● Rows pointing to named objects

[start]

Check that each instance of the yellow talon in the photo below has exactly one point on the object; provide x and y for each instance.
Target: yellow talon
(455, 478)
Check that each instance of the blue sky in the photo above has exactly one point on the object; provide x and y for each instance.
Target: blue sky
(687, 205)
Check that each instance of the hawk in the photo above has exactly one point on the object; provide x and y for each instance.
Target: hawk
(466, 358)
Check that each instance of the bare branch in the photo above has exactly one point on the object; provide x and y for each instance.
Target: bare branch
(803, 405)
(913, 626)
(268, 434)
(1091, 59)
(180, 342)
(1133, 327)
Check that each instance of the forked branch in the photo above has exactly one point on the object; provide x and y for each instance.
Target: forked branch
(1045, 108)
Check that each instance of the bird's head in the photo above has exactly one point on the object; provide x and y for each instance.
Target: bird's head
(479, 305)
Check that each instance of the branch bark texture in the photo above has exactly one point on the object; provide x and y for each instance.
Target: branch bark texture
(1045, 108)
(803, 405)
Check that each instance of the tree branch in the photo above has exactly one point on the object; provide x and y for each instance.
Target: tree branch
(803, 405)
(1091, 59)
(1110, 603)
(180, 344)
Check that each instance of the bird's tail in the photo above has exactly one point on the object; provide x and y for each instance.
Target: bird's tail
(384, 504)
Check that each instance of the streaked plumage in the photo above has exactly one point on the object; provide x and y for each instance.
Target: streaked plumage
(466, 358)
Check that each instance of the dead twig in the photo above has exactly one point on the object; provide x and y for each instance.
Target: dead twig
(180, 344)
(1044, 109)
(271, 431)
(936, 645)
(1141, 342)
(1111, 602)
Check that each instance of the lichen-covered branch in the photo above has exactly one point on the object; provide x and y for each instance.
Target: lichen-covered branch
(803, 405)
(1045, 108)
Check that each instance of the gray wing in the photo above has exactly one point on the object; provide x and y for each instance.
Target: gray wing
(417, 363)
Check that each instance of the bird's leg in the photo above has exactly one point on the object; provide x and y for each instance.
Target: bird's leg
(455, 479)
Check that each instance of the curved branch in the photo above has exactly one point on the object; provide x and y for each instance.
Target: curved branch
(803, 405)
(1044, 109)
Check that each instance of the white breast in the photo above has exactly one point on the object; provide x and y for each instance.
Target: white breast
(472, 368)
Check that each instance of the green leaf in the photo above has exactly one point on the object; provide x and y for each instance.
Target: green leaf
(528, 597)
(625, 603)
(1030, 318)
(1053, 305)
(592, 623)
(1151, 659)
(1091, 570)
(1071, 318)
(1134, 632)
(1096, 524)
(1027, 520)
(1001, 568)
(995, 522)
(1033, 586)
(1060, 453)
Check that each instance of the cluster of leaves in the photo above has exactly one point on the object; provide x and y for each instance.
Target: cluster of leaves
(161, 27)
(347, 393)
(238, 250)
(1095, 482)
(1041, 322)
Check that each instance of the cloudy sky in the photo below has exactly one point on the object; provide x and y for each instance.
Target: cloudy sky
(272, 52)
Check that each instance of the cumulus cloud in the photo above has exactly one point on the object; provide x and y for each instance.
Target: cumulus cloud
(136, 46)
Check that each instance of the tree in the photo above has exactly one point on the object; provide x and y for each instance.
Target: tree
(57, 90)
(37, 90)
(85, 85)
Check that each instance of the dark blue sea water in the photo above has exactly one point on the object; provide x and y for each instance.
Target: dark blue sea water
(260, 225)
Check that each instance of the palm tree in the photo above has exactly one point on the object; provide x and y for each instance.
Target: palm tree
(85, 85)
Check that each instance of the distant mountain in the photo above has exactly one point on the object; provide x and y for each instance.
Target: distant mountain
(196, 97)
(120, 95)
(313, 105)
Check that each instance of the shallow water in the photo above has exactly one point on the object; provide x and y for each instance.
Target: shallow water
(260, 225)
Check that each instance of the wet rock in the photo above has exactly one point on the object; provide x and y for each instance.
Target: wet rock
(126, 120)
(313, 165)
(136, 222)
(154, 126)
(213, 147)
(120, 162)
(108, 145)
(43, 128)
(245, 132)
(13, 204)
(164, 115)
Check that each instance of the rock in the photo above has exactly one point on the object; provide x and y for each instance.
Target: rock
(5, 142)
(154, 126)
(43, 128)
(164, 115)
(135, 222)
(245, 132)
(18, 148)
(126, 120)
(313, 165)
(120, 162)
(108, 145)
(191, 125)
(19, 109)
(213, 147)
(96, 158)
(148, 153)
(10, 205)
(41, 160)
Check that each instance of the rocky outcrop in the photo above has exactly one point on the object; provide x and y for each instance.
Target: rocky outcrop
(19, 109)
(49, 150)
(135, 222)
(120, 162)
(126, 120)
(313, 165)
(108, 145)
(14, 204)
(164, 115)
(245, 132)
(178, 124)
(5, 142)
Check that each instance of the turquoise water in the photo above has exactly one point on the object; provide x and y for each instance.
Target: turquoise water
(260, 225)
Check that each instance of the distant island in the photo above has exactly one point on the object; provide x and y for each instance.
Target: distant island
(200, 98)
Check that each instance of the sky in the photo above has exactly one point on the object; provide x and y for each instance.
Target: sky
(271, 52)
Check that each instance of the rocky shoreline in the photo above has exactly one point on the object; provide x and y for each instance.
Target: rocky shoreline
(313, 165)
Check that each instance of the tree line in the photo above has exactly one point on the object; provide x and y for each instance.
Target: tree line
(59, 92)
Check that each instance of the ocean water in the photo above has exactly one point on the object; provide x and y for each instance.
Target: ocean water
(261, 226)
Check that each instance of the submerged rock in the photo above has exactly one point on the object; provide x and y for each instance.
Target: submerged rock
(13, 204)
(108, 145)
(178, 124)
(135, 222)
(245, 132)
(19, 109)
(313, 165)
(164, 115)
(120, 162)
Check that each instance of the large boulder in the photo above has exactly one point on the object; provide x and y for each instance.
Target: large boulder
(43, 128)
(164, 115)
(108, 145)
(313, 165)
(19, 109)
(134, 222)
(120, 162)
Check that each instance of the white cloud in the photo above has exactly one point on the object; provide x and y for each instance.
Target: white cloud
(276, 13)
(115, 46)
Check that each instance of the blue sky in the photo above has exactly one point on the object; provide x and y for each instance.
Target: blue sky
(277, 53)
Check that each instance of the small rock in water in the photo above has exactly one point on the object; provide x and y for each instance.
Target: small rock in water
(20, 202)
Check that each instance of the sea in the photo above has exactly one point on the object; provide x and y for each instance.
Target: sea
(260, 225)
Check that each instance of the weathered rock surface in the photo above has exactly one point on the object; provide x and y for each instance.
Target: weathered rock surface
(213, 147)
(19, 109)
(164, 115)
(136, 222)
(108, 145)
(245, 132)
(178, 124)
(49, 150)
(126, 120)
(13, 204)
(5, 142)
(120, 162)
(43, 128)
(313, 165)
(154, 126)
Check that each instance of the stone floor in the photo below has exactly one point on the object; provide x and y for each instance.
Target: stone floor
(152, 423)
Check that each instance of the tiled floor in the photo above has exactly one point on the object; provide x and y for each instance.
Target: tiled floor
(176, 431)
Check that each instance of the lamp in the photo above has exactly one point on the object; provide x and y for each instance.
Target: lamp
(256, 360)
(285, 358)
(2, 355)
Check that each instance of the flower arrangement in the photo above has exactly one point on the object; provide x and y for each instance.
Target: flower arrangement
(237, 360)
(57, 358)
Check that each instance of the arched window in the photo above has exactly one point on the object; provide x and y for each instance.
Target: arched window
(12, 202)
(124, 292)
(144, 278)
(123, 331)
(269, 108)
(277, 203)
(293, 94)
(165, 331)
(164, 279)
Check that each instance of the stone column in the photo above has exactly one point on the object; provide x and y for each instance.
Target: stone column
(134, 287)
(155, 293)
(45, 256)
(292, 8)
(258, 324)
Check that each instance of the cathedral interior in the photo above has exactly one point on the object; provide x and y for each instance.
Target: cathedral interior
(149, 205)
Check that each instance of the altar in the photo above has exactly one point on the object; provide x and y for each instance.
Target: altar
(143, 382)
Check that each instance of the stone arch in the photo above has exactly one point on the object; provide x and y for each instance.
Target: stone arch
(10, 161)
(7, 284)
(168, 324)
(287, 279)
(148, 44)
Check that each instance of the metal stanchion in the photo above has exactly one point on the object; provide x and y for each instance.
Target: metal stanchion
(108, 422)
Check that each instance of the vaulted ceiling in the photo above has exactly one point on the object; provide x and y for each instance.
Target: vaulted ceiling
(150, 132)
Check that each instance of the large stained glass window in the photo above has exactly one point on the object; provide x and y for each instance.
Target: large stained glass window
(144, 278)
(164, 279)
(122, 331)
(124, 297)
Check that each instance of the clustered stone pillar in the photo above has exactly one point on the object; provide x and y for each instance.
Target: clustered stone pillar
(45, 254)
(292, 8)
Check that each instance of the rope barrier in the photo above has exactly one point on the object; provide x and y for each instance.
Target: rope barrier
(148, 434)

[end]

● Brief
Please repeat word for word the rows starting at the line that contains "Check that each instance of the large stained" and ending at the last line of the rows.

● Response
Check that each instance of the large stained glass window in the photo above has exactly one point on the object; provide x and y for each instance.
Target: large stained glass window
(144, 278)
(164, 279)
(122, 331)
(124, 297)
Check that each instance of the clustered stone pillar in the photo above has exactly one point on the object; provide x and y for each instance.
Target: clustered stone pillar
(45, 254)
(292, 8)
Check that each instance of the rope barrier in the photo above has exactly one point on the object; provide x and y for each instance.
Target: rope barrier
(148, 434)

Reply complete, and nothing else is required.